DIRECTION: Print the stretch of the listing from the line containing "of the hand." through the line containing "x=100, y=161", reproducing each line exactly.

Portion of a data file:
## begin

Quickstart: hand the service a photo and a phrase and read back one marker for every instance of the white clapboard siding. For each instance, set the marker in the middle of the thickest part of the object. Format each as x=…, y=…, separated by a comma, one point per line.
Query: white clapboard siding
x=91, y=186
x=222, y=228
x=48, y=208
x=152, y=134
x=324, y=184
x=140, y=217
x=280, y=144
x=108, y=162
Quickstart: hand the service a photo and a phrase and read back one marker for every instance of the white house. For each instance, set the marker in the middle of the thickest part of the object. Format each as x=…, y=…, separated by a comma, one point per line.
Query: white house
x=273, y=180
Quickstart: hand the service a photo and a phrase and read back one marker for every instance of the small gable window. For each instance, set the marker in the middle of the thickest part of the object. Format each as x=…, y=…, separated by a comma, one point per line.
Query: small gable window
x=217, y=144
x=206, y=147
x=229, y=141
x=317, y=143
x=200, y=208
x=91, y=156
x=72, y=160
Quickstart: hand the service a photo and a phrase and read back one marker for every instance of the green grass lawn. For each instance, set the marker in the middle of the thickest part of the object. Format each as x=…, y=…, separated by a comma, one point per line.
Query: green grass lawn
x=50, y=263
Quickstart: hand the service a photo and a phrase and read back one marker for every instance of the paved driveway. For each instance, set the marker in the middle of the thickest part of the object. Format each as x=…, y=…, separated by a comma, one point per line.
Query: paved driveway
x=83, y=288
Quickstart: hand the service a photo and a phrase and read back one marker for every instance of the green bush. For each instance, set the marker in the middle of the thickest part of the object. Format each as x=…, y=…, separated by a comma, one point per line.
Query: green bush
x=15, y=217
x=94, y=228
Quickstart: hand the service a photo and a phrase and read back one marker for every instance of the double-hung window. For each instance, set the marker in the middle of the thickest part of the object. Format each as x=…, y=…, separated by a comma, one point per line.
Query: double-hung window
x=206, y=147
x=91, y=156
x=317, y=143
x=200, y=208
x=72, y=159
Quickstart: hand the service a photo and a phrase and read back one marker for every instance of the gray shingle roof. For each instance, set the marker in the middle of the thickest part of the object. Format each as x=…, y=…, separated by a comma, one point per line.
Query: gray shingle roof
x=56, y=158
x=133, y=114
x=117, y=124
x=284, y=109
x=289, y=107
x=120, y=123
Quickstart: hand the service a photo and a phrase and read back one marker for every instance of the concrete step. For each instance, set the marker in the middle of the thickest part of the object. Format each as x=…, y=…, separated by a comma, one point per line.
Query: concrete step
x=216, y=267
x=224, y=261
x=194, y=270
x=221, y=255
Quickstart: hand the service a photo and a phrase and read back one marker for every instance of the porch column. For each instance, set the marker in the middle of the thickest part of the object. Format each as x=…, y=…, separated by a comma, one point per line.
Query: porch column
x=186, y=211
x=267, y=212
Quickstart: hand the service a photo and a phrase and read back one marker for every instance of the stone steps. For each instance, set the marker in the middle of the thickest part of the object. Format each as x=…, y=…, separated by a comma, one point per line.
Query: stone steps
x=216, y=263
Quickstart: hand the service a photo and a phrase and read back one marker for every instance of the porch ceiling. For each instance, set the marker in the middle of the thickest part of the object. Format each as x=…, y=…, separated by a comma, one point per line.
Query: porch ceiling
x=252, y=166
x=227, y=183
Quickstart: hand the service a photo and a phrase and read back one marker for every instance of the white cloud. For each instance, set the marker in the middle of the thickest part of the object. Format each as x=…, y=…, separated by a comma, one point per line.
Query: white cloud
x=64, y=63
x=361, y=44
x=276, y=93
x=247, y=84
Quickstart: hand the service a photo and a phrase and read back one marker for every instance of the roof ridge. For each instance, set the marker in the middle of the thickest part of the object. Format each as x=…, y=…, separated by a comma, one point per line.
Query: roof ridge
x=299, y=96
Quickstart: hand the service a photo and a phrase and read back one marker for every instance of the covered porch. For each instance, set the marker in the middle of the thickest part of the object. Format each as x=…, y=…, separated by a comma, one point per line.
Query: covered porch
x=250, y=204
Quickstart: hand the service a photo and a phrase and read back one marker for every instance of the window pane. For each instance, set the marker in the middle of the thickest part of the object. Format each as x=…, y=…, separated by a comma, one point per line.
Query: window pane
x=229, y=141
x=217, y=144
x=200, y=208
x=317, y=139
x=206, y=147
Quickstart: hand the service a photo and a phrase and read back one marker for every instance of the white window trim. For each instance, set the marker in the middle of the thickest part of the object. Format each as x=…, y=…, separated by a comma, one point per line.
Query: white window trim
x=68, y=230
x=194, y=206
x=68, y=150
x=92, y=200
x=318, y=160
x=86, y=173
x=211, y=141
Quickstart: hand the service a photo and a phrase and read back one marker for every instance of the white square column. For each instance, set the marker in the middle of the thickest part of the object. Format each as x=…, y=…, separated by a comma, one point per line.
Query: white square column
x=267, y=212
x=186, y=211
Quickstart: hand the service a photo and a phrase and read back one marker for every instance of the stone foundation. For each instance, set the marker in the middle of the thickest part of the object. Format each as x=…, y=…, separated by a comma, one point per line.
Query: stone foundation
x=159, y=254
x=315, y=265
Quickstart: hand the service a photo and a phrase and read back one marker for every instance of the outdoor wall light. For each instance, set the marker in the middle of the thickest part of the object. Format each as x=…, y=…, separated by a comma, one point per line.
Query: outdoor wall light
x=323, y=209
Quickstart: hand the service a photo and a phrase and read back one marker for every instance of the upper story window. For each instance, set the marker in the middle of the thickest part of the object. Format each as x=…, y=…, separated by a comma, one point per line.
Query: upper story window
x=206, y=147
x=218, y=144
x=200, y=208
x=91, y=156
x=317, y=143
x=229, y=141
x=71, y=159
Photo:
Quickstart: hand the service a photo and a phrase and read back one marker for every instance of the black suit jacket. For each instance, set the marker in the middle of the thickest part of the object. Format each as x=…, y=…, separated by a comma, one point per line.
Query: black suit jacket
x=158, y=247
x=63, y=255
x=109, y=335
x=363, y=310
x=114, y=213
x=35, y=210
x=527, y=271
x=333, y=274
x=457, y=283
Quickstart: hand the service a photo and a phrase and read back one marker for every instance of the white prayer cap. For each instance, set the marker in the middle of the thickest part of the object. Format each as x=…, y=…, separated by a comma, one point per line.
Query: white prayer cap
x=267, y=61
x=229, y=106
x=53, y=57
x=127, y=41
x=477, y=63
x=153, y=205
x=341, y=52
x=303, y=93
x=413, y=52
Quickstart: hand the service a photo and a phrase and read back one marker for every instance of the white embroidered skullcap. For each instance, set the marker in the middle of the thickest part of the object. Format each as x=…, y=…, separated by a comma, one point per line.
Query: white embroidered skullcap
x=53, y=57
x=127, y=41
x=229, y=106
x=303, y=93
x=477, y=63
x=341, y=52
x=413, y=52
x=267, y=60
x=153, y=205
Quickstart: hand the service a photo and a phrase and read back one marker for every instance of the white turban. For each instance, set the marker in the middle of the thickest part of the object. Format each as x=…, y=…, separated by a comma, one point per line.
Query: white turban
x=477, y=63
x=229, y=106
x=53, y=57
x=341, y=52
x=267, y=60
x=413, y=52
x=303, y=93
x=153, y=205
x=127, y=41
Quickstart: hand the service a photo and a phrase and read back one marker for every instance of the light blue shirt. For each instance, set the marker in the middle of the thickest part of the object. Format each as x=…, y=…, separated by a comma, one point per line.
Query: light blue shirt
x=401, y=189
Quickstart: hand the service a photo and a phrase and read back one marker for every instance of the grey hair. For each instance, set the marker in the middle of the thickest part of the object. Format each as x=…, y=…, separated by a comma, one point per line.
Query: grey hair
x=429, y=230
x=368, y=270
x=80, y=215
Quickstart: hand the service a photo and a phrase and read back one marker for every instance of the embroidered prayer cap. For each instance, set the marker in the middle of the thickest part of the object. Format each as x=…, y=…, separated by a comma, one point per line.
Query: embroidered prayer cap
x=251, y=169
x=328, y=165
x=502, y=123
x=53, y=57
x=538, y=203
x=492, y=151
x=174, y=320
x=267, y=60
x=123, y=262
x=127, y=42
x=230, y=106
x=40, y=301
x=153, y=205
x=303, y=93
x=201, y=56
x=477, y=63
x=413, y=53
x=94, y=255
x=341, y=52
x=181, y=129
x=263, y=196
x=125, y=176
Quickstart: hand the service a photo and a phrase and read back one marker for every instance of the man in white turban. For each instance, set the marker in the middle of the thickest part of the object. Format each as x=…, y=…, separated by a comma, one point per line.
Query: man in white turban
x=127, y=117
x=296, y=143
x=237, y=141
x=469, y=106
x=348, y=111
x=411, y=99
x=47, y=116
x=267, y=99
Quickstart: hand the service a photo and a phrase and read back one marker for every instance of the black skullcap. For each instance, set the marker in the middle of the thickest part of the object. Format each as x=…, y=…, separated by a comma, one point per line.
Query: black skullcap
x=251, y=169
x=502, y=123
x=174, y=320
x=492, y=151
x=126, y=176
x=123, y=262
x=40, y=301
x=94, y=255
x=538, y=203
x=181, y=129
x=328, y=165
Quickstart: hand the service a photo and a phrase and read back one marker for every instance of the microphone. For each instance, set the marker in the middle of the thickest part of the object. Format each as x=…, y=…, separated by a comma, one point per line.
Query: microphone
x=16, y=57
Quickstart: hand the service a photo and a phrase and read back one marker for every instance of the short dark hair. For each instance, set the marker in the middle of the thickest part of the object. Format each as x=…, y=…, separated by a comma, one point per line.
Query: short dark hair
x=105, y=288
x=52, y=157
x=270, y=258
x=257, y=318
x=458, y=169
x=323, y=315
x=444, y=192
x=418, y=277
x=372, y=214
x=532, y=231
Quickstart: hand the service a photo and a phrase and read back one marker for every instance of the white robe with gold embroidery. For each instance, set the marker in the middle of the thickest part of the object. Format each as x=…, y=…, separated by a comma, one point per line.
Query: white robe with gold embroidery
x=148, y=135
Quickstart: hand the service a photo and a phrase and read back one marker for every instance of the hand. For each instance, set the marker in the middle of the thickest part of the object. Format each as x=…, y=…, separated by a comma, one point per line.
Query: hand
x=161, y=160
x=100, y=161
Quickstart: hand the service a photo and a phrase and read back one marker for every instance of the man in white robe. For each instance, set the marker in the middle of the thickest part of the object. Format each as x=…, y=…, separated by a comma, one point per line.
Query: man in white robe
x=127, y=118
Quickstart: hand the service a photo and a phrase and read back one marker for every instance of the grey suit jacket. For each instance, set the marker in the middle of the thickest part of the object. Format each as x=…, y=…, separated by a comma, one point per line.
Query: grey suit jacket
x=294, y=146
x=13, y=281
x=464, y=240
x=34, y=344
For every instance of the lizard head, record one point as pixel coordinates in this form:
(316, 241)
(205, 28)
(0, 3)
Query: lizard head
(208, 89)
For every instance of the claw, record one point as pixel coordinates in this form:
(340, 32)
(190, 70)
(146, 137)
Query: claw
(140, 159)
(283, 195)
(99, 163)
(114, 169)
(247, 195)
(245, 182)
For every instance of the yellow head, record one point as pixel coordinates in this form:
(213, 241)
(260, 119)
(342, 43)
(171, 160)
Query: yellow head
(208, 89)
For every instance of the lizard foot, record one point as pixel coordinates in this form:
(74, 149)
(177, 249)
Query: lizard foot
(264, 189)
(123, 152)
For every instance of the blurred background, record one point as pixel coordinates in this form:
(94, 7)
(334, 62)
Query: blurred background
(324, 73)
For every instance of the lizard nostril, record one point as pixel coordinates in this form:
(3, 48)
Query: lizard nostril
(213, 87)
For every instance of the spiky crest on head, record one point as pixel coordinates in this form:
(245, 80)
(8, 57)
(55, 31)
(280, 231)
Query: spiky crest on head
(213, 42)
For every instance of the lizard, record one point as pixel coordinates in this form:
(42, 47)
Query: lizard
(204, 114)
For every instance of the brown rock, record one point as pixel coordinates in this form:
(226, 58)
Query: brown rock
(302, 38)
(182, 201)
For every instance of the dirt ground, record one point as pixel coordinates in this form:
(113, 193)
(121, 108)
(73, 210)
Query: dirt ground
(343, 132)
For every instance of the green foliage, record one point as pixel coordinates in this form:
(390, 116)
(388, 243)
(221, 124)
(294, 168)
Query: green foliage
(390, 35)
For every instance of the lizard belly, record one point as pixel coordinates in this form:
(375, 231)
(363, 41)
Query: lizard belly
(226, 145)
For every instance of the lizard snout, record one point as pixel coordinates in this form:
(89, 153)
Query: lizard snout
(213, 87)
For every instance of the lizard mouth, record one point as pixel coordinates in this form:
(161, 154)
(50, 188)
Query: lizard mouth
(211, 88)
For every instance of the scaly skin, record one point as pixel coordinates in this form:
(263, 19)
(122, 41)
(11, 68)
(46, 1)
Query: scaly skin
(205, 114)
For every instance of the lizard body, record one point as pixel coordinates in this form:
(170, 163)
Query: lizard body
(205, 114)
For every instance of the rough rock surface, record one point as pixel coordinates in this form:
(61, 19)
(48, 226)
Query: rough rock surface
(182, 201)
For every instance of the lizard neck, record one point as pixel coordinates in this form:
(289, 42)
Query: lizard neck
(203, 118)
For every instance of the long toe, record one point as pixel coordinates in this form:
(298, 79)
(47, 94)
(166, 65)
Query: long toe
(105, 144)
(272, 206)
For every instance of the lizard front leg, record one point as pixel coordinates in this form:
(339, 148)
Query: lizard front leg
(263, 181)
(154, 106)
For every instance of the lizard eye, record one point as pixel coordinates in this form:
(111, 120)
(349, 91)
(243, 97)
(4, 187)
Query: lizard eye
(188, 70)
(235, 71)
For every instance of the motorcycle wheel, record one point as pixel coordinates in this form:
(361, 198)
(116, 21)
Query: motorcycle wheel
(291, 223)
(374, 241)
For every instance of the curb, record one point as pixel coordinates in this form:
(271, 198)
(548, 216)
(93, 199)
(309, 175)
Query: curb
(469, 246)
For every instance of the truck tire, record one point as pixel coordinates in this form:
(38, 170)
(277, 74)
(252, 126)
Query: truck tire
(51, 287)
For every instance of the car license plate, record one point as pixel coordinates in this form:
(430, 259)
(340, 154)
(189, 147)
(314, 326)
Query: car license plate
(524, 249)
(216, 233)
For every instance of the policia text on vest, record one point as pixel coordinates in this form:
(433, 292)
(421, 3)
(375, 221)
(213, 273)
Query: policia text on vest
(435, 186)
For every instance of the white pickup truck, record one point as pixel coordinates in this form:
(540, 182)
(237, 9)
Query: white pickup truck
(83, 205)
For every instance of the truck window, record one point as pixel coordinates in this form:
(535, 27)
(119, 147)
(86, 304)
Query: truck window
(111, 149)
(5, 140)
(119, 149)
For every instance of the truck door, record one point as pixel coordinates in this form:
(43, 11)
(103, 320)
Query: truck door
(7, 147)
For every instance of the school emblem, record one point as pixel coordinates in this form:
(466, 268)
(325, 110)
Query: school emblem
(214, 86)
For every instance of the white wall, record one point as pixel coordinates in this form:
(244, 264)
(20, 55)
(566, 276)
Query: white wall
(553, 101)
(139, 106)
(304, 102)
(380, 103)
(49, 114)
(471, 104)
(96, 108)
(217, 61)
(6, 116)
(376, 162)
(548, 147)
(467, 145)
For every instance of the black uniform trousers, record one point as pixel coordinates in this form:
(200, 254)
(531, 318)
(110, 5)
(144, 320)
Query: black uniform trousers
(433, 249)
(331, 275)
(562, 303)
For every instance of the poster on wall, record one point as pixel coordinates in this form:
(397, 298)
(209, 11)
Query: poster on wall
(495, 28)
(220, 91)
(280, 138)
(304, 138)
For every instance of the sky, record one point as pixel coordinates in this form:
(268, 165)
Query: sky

## end

OUTPUT OF THE EXERCISE:
Quickstart: hand the service a photo and a phrase and read back one marker for every instance of the hand. For each instance, set the marker in the middle of the thickest part of the object. Format each as x=…, y=…, separated by a comma, one point per line.
Query: hand
x=161, y=160
x=100, y=161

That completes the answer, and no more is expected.